Some more on my struggle to take care of Dogen. I don’t know what I’m doing. I’m learning as I go along. He’s been quite hostile toward me (Dogen is actually female, but I don’t know that yet), and a lot of this is my trying to get us to be buddies. He’s gradually getting used to me.
There’s a story here about the two blue-crowned conures, Catherine and Connor, getting into a fight with a cherry head. Catherine doesn’t look well afterward. And in fact, this was the beginning of her demise and Connor’s solitariness.
I woke Dogen up a little earlier than usual–6:40. He’s looking real good, walking around like a conure, his feet going plop, plop. He was trembling a little. I turned on the heat lamp, but he went under the newspapers.
Yesterday he seemed to be doing much better at scratching his head with one foot while balancing on the other. This was on the clothes hanger.
7:25 and he’s out climbing and doing acrobatics (out from under the papers).
He’s never hungry in the morning—at least not first thing.

┄┄┄┄┄┄┄┄┄┄

### [Tasks to perform]
1. Summarize the journal entry about Dogen in two sentences.
2. In the journal entry about Dogen, what time did the writer wake Dogen up?
Rely only on the journal entry about Dogen.

### [Material supplied]
┄┄┄┄┄┄┄┄┄┄

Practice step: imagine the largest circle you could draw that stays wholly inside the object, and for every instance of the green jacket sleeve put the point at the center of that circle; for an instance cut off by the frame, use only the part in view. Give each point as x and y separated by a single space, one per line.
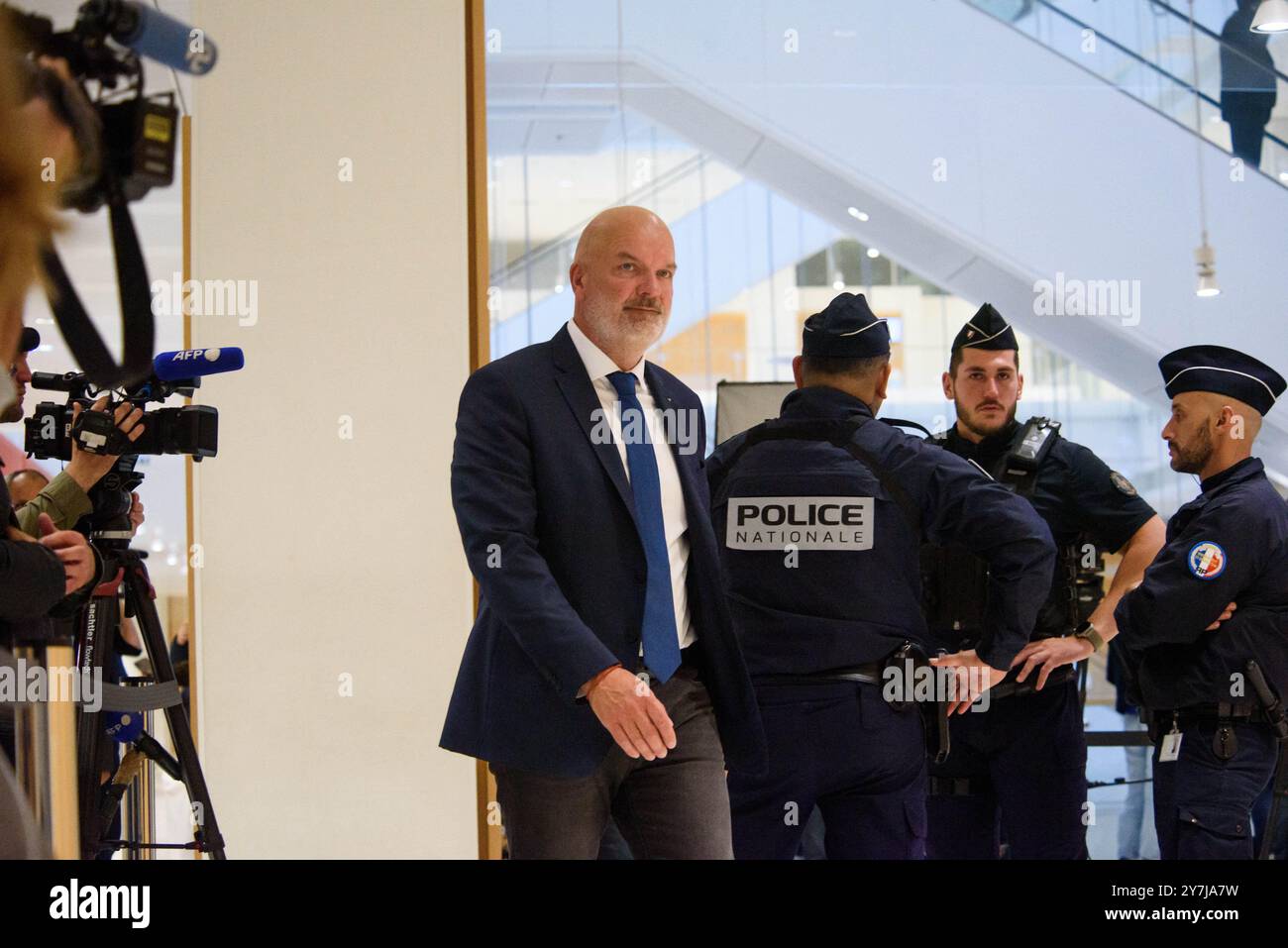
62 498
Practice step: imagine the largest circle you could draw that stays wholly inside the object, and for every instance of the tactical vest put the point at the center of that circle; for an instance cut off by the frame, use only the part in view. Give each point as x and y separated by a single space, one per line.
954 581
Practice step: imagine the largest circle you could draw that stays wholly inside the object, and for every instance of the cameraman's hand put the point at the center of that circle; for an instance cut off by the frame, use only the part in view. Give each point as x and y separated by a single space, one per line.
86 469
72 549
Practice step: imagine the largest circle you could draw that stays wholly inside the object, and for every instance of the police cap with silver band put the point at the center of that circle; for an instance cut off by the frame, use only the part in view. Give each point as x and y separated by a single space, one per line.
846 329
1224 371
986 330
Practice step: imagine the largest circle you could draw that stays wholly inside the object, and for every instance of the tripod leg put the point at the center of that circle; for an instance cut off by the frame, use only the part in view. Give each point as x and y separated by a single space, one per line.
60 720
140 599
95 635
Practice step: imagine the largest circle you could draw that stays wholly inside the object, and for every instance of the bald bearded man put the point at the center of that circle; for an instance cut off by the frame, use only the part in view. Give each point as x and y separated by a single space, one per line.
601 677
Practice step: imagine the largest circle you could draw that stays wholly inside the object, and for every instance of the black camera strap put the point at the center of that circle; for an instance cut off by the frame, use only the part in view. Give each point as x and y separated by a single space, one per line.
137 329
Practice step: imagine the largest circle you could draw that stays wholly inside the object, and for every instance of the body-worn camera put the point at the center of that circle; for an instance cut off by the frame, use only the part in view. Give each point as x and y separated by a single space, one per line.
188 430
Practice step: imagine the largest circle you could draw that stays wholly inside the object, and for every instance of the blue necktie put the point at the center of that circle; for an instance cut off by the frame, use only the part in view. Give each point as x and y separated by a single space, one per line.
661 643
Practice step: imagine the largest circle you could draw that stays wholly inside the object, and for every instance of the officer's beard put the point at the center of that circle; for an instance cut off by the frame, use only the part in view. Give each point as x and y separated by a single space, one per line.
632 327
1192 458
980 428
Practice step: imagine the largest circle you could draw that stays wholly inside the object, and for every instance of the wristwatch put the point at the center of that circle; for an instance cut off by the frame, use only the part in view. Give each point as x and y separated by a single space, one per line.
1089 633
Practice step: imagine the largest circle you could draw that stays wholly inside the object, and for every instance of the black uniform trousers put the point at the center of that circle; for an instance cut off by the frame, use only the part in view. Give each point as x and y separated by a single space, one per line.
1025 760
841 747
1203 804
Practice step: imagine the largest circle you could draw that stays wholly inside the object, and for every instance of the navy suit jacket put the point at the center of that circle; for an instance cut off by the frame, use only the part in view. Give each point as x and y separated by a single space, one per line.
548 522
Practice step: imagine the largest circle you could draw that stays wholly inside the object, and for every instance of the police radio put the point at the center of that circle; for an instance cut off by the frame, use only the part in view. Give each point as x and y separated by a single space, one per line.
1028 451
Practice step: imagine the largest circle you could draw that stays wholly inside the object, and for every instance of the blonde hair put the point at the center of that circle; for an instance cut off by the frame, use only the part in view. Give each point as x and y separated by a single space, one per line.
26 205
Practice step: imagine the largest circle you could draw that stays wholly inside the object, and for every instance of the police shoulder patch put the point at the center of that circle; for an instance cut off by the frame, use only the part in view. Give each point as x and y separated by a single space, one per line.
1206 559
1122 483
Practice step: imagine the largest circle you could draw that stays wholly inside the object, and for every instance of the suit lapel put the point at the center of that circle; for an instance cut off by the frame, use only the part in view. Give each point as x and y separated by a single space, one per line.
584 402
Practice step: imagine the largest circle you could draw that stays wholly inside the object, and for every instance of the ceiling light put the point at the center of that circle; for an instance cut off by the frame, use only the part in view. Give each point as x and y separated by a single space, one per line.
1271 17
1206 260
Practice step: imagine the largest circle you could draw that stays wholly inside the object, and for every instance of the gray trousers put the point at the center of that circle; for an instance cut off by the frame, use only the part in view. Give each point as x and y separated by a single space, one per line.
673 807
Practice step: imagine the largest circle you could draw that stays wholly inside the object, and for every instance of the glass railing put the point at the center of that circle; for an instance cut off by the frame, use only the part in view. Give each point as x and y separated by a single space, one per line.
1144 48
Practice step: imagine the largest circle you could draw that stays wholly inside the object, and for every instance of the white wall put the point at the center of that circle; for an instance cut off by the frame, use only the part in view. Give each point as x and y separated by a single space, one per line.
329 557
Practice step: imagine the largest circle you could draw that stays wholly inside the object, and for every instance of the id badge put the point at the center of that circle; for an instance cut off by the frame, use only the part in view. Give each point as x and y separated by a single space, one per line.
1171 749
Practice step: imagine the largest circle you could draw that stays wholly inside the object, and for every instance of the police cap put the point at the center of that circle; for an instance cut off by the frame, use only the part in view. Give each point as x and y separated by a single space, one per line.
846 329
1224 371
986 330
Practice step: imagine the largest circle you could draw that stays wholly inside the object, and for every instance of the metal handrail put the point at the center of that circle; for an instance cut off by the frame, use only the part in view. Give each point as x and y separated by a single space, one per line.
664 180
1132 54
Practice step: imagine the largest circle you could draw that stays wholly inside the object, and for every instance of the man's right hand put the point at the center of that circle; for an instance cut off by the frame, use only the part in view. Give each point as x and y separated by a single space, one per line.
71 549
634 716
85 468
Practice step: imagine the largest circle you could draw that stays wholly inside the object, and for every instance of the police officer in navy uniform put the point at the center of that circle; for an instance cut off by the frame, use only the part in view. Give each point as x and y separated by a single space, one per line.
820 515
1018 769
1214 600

┄┄┄┄┄┄┄┄┄┄

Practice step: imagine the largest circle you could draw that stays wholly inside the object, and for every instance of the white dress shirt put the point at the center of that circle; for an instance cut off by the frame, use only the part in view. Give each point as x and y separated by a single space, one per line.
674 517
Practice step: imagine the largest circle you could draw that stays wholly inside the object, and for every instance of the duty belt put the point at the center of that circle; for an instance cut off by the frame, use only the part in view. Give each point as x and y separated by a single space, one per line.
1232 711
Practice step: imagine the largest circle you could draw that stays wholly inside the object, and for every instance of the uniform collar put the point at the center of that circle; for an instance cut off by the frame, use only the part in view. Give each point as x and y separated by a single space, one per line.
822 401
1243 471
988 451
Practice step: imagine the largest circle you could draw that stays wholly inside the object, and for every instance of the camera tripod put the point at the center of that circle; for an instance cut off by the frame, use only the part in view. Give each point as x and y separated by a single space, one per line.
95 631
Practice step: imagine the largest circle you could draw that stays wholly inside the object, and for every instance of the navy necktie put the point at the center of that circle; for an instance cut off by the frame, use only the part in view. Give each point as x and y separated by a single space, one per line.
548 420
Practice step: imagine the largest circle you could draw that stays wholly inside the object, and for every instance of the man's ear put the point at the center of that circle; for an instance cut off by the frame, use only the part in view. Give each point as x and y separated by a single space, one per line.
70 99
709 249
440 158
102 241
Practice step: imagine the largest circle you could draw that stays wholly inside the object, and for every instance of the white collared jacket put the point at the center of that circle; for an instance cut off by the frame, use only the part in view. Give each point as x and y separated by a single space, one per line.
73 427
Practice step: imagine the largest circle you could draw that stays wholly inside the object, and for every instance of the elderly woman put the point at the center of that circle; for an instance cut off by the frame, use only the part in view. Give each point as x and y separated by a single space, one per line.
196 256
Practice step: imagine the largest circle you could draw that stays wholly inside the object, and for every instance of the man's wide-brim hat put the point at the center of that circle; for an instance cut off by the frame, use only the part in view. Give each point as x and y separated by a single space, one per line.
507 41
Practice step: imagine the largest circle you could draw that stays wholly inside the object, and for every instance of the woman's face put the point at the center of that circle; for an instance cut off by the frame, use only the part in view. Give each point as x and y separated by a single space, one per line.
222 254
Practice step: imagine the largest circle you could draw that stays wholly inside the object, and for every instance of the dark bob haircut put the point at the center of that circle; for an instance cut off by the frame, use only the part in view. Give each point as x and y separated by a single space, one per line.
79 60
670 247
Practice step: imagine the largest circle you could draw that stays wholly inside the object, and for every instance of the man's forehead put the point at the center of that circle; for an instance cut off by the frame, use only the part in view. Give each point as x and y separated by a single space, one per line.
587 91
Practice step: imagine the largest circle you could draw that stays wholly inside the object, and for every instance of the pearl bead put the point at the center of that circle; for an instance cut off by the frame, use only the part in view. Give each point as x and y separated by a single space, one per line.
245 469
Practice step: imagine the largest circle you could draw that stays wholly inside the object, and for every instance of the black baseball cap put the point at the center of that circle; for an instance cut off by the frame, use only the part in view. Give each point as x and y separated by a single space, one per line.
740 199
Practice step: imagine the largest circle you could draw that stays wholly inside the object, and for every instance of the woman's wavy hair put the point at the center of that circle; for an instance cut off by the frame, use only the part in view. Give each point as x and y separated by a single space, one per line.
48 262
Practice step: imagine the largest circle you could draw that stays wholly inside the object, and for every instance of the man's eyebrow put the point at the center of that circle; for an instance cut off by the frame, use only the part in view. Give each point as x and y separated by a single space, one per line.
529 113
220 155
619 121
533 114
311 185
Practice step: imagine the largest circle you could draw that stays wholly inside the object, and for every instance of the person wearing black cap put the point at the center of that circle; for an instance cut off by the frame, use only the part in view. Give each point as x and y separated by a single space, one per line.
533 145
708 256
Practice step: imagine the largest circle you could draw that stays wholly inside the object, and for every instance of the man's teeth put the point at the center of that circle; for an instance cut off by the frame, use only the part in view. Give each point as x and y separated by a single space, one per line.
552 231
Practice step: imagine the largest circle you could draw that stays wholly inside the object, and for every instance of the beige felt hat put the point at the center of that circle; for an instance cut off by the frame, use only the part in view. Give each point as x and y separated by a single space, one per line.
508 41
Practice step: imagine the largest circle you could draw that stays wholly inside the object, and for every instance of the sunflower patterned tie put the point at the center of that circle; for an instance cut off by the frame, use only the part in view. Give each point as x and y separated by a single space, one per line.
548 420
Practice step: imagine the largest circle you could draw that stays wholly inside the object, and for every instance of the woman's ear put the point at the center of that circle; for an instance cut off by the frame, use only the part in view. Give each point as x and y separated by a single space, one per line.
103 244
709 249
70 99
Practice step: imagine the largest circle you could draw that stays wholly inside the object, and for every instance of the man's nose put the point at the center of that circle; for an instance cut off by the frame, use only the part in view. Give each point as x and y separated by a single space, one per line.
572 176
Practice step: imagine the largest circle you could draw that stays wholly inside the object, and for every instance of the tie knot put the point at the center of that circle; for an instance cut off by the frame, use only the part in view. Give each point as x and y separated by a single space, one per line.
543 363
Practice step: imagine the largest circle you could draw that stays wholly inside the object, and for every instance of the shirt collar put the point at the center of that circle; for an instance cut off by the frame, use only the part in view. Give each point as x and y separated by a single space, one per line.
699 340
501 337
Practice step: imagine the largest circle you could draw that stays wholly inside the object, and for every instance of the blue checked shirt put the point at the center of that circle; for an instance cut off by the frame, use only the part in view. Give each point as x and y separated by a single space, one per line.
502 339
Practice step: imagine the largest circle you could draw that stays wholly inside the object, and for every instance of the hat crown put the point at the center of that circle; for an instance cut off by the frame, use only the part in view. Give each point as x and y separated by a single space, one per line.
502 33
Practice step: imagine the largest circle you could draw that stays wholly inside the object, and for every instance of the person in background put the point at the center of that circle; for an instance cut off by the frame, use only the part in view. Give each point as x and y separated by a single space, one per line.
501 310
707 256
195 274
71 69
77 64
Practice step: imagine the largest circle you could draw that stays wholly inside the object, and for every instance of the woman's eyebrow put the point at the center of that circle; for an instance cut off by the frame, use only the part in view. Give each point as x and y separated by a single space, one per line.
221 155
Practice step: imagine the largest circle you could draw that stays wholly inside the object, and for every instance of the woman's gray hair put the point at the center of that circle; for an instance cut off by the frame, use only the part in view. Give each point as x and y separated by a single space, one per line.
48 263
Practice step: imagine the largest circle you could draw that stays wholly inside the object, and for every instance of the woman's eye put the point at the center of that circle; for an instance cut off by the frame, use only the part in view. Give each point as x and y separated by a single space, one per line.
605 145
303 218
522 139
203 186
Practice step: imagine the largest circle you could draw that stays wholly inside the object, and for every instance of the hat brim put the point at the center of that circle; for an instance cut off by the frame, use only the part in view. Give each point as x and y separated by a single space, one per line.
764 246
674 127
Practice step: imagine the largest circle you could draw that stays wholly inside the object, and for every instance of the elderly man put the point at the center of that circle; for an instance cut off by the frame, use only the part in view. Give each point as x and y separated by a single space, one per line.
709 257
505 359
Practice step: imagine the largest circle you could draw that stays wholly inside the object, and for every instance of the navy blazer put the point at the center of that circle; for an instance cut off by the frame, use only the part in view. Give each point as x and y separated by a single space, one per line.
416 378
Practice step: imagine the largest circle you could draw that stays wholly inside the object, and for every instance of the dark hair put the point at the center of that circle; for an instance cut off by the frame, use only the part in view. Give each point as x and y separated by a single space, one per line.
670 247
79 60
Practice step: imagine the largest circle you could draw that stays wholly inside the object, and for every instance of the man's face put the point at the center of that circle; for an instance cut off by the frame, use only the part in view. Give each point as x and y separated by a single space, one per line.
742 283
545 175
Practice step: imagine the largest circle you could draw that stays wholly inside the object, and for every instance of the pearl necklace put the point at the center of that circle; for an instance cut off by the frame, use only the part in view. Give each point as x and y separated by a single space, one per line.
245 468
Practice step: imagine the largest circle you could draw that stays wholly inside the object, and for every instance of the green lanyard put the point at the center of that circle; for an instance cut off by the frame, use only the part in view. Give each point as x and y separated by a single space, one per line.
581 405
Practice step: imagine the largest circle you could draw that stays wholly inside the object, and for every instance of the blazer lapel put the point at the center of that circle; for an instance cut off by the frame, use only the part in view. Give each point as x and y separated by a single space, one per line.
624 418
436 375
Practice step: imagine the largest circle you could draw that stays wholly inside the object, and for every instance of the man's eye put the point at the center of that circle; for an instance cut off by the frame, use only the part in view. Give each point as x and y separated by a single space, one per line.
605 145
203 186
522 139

┄┄┄┄┄┄┄┄┄┄

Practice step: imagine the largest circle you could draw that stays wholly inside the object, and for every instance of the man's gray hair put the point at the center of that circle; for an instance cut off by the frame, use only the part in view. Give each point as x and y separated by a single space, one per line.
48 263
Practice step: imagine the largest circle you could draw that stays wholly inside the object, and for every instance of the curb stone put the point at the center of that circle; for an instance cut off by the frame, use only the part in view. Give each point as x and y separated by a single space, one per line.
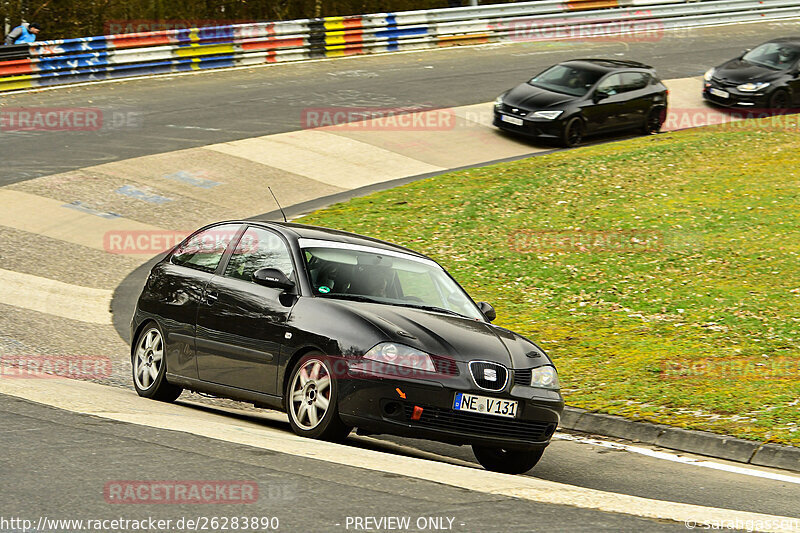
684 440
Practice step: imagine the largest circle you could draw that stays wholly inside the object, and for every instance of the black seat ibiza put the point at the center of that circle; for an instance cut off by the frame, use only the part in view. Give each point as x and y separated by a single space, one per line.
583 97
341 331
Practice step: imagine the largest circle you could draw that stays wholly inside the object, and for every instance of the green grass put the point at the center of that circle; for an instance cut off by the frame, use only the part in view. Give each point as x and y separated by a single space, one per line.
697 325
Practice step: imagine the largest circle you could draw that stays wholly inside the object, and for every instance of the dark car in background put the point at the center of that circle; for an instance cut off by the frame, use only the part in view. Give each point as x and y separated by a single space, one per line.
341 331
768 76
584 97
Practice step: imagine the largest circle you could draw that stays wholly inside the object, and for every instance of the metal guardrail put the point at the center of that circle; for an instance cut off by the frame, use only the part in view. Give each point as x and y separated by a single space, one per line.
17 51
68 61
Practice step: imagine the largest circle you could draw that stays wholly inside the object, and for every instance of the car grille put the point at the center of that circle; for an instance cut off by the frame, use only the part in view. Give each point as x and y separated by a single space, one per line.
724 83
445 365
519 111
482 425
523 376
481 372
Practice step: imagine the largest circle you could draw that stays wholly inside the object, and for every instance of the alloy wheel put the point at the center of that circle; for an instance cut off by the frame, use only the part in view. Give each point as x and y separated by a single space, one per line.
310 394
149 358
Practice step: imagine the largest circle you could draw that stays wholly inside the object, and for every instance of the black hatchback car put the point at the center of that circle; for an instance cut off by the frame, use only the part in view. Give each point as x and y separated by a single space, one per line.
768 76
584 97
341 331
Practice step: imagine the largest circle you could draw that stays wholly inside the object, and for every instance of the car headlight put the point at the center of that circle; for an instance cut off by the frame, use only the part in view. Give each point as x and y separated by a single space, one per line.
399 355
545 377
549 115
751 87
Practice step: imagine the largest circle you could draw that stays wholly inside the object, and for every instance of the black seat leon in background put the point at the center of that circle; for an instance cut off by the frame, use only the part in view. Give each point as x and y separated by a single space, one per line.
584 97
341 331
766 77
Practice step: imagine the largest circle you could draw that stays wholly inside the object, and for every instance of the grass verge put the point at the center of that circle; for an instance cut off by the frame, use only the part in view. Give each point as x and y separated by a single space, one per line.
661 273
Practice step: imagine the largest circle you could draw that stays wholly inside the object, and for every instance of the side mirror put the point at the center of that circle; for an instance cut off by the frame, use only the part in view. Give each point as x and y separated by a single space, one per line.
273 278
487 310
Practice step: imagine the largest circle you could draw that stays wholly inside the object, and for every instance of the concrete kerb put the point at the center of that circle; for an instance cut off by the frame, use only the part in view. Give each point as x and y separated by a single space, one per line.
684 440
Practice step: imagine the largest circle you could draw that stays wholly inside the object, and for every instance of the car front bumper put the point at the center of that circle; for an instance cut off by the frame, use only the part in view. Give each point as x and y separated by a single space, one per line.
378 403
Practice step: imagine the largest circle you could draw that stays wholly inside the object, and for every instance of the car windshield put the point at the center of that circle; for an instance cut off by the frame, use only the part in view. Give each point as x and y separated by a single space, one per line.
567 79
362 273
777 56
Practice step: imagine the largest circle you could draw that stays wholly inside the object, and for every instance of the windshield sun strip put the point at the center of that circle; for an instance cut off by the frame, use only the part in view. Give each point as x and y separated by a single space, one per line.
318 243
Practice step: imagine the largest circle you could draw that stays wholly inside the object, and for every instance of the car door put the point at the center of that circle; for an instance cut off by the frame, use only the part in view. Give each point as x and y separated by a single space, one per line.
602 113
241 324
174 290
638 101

┄┄┄┄┄┄┄┄┄┄

### [The answers]
1. The writer is learning as they go while trying to befriend Dogen, who has been hostile but is gradually getting used to the writer. Woken at 6:40, Dogen looked good but trembled and went under the newspapers, then by 7:25 was out climbing and doing acrobatics.

2. At 6:40, a little earlier than usual.